Write out exactly, with both ends included, the lines that run from the line containing "Target: blue street sign" to the end of the entries. Pictures are not part of the answer.

Supplied material -
_ _ _ _ _ _ _
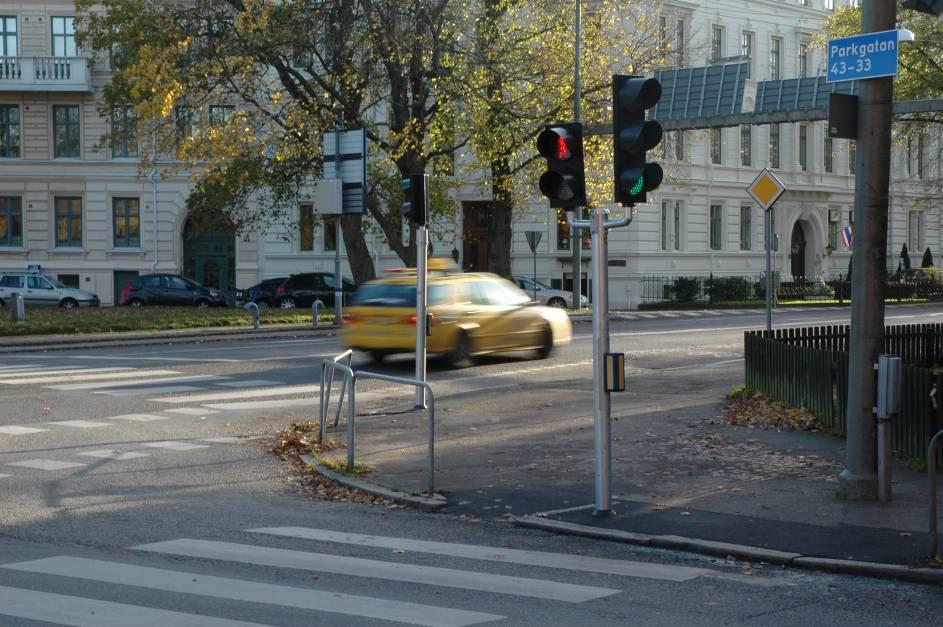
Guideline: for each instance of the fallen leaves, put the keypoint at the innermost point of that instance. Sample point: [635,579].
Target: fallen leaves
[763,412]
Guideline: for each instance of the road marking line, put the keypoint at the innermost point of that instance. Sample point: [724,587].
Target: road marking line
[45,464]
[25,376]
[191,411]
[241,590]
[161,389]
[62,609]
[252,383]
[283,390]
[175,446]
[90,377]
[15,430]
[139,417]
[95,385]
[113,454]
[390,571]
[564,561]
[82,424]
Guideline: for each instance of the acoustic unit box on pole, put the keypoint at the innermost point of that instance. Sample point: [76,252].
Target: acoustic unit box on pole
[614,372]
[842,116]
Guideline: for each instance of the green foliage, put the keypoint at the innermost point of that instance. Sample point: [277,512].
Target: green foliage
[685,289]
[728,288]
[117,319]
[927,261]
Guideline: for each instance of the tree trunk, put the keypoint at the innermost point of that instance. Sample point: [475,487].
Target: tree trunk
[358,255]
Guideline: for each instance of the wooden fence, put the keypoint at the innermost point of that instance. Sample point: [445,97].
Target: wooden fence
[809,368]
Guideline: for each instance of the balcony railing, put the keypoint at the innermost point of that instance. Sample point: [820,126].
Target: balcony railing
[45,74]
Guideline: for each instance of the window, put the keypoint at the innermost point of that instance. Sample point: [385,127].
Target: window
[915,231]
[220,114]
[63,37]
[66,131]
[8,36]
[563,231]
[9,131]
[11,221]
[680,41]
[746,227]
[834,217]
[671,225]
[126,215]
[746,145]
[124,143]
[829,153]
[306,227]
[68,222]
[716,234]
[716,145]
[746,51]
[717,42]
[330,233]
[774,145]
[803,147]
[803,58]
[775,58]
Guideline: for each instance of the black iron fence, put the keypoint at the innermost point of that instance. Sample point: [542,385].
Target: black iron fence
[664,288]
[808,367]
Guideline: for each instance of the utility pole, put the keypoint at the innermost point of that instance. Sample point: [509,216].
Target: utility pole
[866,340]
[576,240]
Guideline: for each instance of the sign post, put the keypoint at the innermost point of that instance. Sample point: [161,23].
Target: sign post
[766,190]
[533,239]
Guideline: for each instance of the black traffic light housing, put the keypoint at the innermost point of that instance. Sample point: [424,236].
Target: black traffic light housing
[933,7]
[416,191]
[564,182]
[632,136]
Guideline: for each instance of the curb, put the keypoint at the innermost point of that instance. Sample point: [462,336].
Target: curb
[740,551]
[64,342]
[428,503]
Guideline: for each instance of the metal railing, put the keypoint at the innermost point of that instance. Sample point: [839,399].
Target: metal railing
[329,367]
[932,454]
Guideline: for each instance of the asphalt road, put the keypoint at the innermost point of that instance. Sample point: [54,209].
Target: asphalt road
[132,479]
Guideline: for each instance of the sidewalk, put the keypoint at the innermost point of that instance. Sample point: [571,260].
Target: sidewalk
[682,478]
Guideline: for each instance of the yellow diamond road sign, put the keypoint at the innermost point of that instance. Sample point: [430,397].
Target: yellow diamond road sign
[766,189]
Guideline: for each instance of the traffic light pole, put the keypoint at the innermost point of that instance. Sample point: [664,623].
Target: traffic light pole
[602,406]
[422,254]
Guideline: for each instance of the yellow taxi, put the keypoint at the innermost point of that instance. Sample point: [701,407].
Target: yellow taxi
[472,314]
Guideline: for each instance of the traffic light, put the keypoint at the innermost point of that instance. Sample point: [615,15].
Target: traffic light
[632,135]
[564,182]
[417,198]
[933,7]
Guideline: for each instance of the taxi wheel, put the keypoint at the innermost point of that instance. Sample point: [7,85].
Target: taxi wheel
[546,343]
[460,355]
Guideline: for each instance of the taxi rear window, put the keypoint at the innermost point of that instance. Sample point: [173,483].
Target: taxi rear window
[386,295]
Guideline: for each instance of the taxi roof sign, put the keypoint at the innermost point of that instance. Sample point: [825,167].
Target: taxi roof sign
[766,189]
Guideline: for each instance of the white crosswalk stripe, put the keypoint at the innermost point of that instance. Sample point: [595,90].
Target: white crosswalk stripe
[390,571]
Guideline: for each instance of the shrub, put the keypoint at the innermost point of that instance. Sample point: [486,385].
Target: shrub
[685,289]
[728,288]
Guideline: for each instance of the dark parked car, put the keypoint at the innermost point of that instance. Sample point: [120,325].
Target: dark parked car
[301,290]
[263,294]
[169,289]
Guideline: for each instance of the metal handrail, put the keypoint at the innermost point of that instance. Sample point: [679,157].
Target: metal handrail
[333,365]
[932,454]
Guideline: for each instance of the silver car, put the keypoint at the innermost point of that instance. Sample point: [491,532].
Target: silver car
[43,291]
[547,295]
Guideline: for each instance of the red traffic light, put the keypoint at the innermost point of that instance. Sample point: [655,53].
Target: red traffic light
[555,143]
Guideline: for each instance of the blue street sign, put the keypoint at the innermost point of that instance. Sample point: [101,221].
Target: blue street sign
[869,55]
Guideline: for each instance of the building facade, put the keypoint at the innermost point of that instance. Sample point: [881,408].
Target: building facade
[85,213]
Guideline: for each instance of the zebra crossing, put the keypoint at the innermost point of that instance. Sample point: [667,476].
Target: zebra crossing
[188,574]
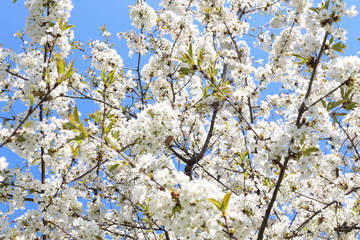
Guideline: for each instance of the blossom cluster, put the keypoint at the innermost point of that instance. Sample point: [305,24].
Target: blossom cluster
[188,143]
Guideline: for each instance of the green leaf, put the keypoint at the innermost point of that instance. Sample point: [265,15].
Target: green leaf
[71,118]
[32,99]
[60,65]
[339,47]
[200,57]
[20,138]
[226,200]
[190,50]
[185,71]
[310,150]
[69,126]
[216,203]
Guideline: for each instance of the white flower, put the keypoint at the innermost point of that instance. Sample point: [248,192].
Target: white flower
_ _ _ _ _ _ _
The answer -
Target: blue street sign
[869,55]
Guideline: for each instance of the building facade, put the keypoint at the innermost point of that instance. Sample point: [881,408].
Target: building facade
[85,213]
Guideline: for each instance of the zebra crossing, put the keypoint at the innermost point of that instance. Sample point: [667,476].
Target: zebra crossing
[188,574]
Guideline: for each instance of the blossom cluster, put the keypoint at the innermost point of that instance. Sample point: [305,24].
Target: blossom cluster
[188,143]
Guideline: for each instance of the green leaf, put the keypoint at the innermost point of that instance. Sample point: [265,15].
Target: green leaf
[71,118]
[32,99]
[60,65]
[339,47]
[200,57]
[20,138]
[226,200]
[190,50]
[185,71]
[310,150]
[69,126]
[216,203]
Guideline: for each instance of the white flower, put the keypoint at the innermost point of that instance. Sample point: [248,192].
Target: white flower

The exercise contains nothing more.